▶ **Available records**
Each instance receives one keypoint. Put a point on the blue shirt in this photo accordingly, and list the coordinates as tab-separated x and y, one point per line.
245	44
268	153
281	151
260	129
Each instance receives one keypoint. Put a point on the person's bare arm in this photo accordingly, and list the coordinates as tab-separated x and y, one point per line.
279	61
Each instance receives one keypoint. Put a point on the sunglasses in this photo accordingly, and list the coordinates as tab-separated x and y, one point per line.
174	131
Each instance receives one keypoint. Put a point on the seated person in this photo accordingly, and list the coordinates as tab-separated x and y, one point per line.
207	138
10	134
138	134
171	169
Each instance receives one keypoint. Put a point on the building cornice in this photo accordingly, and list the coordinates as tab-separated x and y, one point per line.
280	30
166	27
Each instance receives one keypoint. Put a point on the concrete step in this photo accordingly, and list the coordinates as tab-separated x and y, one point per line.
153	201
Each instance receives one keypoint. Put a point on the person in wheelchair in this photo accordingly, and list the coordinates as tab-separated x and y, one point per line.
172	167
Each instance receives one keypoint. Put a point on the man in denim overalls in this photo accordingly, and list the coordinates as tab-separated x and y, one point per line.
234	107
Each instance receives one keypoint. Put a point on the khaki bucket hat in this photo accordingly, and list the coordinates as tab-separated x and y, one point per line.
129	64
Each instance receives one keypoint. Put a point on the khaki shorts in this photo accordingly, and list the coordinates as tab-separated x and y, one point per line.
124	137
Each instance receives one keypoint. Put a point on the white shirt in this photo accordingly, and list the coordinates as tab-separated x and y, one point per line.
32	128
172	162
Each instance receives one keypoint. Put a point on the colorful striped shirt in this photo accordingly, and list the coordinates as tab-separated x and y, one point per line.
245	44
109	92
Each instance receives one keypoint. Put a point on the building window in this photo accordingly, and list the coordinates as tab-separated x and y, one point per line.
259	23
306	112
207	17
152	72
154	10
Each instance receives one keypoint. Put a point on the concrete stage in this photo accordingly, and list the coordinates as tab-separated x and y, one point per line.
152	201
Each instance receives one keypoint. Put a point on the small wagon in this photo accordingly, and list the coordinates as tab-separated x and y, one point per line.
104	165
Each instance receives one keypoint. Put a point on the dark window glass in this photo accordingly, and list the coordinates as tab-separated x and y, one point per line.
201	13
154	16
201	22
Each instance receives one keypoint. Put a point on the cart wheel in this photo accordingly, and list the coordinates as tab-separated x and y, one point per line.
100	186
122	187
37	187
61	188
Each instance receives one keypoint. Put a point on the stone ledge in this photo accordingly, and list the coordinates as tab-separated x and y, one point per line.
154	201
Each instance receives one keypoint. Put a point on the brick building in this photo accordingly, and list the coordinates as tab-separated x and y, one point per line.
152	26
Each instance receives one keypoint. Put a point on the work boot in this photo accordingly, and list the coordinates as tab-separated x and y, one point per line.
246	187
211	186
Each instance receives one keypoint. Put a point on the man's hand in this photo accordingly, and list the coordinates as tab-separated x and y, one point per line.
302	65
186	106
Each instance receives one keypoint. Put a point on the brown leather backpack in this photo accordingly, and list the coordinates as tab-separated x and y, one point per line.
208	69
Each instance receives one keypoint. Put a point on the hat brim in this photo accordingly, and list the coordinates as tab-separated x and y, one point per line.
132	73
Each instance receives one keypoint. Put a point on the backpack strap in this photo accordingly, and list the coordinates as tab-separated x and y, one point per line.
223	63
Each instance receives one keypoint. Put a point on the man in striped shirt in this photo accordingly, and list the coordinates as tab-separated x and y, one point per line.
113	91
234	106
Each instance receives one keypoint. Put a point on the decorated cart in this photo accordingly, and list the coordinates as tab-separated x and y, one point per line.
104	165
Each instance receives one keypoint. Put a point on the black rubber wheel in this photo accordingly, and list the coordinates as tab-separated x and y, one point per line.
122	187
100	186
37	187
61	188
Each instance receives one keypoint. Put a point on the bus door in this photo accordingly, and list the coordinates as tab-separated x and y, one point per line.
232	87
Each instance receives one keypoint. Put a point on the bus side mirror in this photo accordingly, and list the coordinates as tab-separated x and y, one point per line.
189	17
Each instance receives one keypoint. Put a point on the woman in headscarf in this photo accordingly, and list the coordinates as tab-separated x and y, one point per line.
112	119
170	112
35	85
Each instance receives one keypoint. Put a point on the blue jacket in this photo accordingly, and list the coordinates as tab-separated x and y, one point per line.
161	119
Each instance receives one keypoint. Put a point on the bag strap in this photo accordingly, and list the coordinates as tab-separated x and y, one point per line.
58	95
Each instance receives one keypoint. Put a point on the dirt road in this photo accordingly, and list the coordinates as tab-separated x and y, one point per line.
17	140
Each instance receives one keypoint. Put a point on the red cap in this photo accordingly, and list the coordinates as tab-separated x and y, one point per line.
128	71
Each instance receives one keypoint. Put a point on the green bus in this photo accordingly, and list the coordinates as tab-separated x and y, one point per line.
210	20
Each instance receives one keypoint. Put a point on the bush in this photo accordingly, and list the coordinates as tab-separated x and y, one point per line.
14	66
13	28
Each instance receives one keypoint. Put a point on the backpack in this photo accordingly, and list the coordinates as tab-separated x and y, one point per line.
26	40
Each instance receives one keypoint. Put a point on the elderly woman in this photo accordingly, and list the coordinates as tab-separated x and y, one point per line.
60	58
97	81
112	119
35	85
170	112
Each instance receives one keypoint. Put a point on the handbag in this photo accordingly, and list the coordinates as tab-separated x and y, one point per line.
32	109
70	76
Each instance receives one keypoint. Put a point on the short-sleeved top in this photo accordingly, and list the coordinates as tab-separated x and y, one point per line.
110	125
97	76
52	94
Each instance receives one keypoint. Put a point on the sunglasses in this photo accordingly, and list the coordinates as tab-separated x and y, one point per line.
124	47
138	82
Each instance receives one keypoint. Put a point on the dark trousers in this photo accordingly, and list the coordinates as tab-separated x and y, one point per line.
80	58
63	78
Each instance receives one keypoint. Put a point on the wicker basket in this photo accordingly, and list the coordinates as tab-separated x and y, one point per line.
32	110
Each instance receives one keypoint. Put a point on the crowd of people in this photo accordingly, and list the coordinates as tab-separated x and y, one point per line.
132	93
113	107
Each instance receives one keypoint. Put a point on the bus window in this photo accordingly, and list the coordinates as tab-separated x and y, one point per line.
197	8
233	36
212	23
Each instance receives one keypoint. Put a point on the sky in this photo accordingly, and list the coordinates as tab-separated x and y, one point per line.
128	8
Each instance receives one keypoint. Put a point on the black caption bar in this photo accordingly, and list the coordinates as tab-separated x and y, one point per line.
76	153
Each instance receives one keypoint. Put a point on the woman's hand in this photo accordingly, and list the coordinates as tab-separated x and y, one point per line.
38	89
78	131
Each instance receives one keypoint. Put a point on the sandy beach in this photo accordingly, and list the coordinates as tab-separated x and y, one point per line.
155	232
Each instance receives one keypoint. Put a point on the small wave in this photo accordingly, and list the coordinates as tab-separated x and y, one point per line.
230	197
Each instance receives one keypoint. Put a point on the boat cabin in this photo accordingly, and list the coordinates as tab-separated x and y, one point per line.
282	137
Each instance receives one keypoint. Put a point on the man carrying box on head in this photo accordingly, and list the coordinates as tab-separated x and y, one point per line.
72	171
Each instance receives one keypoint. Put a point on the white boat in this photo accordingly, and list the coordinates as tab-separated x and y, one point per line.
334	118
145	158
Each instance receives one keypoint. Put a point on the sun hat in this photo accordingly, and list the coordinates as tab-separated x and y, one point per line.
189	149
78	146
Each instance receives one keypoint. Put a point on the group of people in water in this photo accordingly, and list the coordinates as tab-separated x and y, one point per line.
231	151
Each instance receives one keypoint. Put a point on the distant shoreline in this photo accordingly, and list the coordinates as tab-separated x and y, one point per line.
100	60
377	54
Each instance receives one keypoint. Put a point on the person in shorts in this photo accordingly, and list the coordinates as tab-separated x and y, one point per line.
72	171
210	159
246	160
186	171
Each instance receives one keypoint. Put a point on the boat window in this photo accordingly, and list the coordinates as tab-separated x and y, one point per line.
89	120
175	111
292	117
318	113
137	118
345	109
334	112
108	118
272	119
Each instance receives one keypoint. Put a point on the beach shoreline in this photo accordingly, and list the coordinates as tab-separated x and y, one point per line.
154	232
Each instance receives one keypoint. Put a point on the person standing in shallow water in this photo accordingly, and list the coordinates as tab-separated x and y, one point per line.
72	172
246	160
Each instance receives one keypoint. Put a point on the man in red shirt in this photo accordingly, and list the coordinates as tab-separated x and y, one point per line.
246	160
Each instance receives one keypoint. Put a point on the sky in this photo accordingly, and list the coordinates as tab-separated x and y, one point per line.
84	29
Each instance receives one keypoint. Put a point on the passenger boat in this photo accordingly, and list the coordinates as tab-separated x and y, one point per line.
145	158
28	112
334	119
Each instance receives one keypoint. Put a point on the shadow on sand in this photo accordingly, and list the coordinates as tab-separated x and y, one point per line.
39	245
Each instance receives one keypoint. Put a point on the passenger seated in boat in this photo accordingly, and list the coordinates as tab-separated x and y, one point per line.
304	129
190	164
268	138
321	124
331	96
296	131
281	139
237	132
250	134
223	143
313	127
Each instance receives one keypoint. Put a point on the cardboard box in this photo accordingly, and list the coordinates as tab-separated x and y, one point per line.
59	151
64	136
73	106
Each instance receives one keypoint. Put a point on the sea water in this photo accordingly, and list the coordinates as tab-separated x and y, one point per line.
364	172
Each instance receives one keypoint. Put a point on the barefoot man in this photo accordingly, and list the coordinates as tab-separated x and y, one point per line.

▶ **Goal**
The lines to quote run from the one containing "in red shirt" through the final line of the material above; please give them exactly, both ends included, and nothing else.

▶ **Task output**
Each instance receives one keypoint. Put a point on the man in red shirt in this photo accordingly, and list the coordinates as tab-separated x and y, one point per line.
246	160
Each instance receives one keypoint. Put a point on the sky in this photo accordingly, and list the coordinates as tab-separated x and y, one point per line.
84	29
Each instance receives one keypoint. Put a point on the passenger boat in this photo accordingly, and list the coordinates as tab-separated x and y, one point per line.
145	158
28	112
334	119
Each instance receives one keypoint. Put a point on the shadow on sand in this photo accordingly, and list the coordinates as tab-separated x and y, one point per line.
39	245
Each instance receives one keypoint. Put a point on the passenger seated in boat in this photo accordingly, and list the coordinates as tab-separated x and y, one point per line.
304	129
190	164
268	138
321	124
331	96
296	131
281	139
237	132
250	134
223	143
313	127
Each instance receives one keypoint. Put a point on the cardboard box in this photo accordingly, and list the coordinates as tab-separated x and y, one point per line.
59	151
64	136
73	106
Each instance receives one keypoint. Put a point on the sea water in this photo accordingly, and list the coordinates as tab-separated x and y, one point per line.
364	172
Each instance receives one keypoint. Put a point on the barefoot man in this photo accordingly, and list the coordinates as tab-separated x and y, one point per line.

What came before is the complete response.